# [PASSAGE PROVIDED]
----

Sharing The Crisis

A lady I've been counselling for the past few months is suffering from acute alcoholism. I've been amazed that she believes that others don't know she's an alcoholic. Tragically it is most often everyone else who knows this before the actual sufferer is forced to acknowledge it.

Part of it, I suppose, is denial. But the other part is our determination to be self-sufficient and strong. No one wants to expose their weaknesses to others and seek help. Yet, paradoxically, when we do, we often find not only a new source of strength, but a different kind of strength as well.

St Paul had a medical condition. We don't really know exactly what it was. The old authorised version referred to it as a 'thorn in the flesh.' More modern translations have 'a painful wound to my pride.' But whatever it was it greatly troubled him. As he wrote 'Three times I begged the Lord to rid me of it.' Then he went on to say he heard the response 'My grace is all you need; power comes to its full strength in weakness.'

And that is the experience not just of Paul but I believe of all people of faith. Sometimes it is when we feel drained and at the end of our tether, and all we can do is hold up empty hands with a feeling of failure, that we are most conscious of divine grace.

----

# [GIVEN DATA]
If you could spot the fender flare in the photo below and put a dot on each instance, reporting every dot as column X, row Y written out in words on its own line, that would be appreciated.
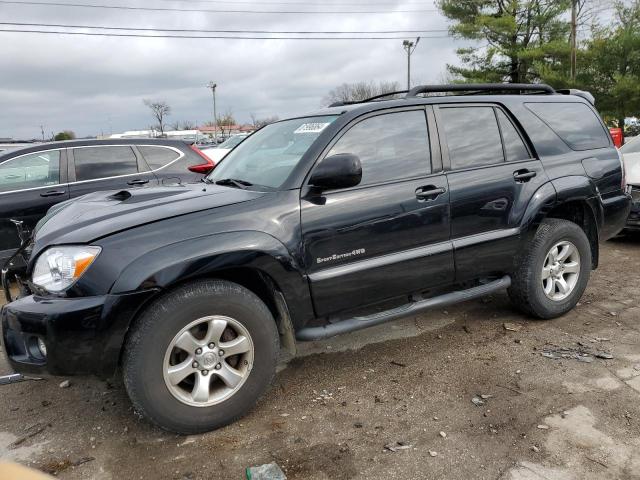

----

# [TASKS TO PERFORM]
**a.** In the passage about sharing a crisis, how many times did St Paul beg the Lord to rid him of his condition?
**b.** Write the next part of the passage about sharing a crisis, picking up after its final sentence.

# [TASK-BY-TASK RESULTS]
**a.** Three times.

**b.**
And it's interesting that groups such as Alcoholics Anonymous, not only emphasise the need for ruthless honesty before others afflicted in the same way, and the need for mutual support, but the acknowledgement of a power beyond our own.

It would be difficult to imagine anyone going through life without a personal crisis of some kind or other. Even clergy who deal with so many difficult personal issues for people can at times pick-up and carry those sorrows. And when that happens, it is essential they should seek help through their spiritual advisers or other professional avenues. The leadership role of clergy isn't only about being rock-like: it also means acknowledging our shared human weakness.

There's a lovely term called 'the emergency Christian.' These are people who only turn to God when things are difficult. And some have more emergencies than others.

Should you have a need or be in a crisis, don't be afraid to speak with someone you trust. Just sharing your vulnerability could be the change in life you need most.